● **About this exercise**: Repeat every record exactly as given.
··· Supplied data ···
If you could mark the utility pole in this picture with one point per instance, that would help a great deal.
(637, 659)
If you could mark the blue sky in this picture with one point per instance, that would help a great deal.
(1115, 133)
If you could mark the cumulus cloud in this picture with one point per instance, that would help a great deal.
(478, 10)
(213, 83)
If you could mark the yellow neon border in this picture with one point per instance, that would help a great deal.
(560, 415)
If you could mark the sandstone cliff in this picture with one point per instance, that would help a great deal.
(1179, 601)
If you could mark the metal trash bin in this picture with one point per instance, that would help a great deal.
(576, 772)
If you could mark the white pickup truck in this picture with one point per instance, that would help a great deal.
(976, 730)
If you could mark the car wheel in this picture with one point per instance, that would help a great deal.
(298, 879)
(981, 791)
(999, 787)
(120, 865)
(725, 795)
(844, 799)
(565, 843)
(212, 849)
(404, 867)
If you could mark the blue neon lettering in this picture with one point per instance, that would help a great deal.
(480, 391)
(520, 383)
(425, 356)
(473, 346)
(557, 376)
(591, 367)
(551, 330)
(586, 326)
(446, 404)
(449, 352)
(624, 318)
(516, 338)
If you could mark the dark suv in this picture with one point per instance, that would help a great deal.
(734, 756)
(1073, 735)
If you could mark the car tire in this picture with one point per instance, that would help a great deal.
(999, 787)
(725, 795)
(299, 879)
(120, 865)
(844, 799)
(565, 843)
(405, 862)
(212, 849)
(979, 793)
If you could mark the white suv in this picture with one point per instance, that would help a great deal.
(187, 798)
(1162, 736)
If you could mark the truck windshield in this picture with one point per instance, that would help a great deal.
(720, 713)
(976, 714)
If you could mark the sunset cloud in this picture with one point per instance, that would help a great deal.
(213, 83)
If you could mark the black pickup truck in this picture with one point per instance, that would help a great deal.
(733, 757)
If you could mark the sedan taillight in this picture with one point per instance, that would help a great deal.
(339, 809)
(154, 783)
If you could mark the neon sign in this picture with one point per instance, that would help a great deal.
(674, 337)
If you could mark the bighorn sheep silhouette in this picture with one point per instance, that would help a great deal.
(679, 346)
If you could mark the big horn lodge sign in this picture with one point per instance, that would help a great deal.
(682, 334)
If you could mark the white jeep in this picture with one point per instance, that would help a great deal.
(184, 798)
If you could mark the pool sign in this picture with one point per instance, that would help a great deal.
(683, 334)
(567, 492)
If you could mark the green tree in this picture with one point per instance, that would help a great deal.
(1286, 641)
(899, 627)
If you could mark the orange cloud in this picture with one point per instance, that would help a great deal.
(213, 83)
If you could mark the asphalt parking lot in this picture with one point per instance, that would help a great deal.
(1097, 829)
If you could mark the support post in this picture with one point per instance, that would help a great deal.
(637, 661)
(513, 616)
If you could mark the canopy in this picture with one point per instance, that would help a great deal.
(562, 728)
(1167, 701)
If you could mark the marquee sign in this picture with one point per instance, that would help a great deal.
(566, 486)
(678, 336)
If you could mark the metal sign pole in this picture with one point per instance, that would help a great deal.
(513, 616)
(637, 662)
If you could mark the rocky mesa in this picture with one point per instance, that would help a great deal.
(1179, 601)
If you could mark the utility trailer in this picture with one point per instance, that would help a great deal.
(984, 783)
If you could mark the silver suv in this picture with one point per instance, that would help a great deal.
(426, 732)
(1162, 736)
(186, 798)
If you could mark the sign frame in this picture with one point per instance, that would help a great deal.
···
● **Written reply**:
If you could mark the utility pole in this picture with one point per instance, that would help a great deal.
(637, 659)
If you could mark the blue sky in this picture with one point per instance, that would help a great deal.
(1115, 133)
If you could mark the cumulus cloud in this picture with one point per instance, that would help a great deal.
(478, 10)
(213, 83)
If you could mark the yellow neon border in this picture with one point per instance, that would help a great deal.
(560, 415)
If you could mark the sandstone cliff in this picture with one point per instance, that would help a great deal.
(1179, 601)
If you could mark the metal trash bin in this picture with one point per instance, that would help a great deal.
(576, 772)
If you could mark the white pickup truck in this picture with one point per instance, that would help a great deal.
(976, 730)
If you could mark the car wheel in this picture with one point per instance, that would help a great deal.
(298, 879)
(981, 791)
(999, 787)
(120, 865)
(725, 795)
(844, 799)
(565, 843)
(212, 849)
(404, 867)
If you could mark the blue neon lettering in this picture with one point per instance, that would help a great deal.
(480, 391)
(520, 383)
(425, 356)
(473, 346)
(557, 376)
(591, 367)
(551, 330)
(586, 326)
(446, 404)
(449, 352)
(624, 318)
(516, 338)
If you could mark the dark suv in this picture with one point per instance, that would help a great deal.
(734, 756)
(1073, 735)
If you could mark the car tire in this picture with one point per instance, that would help a great deal.
(999, 787)
(725, 795)
(299, 879)
(120, 865)
(844, 799)
(565, 843)
(405, 862)
(212, 849)
(979, 793)
If you could mark the white suv in this picture with one point per instance, that would help a great deal.
(187, 798)
(1162, 736)
If you could mark the truck windshield in this picture with one point per instance, that would help a great deal.
(720, 713)
(976, 714)
If you could mark the sunset cloud in this picture with one point per instance, that would help a great deal.
(213, 83)
If you could mark the black pickup truck in this picture with one point per instance, that would help a great deal.
(733, 757)
If you could mark the sedan taillight in this picture with one point per instance, that would help a great deal.
(339, 809)
(154, 783)
If you could mark the neon sign in this picture with one point per instance, that would help a great deal.
(674, 337)
If you could mark the bighorn sheep silhouette in this picture with one point per instance, that would help a great deal.
(679, 346)
If you could mark the big horn lodge sign in this picture with one point per instance, that would help a great deal.
(682, 334)
If you could mark the white jeep in this picture with one point per instance, that would help a great deal.
(184, 798)
If you could mark the pool sign in this picture with one point per instance, that would help a great deal.
(683, 334)
(567, 492)
If you could mark the green tree in this picture with one point per instance, that would help a great deal.
(1286, 641)
(899, 627)
If you could mark the orange cloud in this picture with one point per instance, that would help a great deal.
(213, 83)
If you could mark the asphalt parking lot in this picture with one point per instance, that would help a great deal.
(1097, 829)
If you could mark the support post in this picture with one point per instance, that would help a great deal.
(637, 661)
(513, 616)
If you could mark the canopy in this picture with one point per instance, that would help a great deal.
(562, 728)
(1167, 701)
If you could mark the marquee sign in this picture with one point per instance, that would help a great deal.
(566, 486)
(678, 336)
If you could mark the metal sign pole in this picture with one point per instance, that would help a great deal.
(513, 616)
(637, 662)
If you could mark the rocky mesa in this picture with one point per instance, that would help a great deal.
(1179, 601)
If you could mark the utility trailer in this picture with one point per instance, that would help a great deal.
(984, 783)
If you could mark the silver suv in this picture with one point per instance, that would help a great deal.
(426, 732)
(1162, 736)
(186, 798)
If you could mark the sign frame in this picture with one point per instance, that would help a great deal.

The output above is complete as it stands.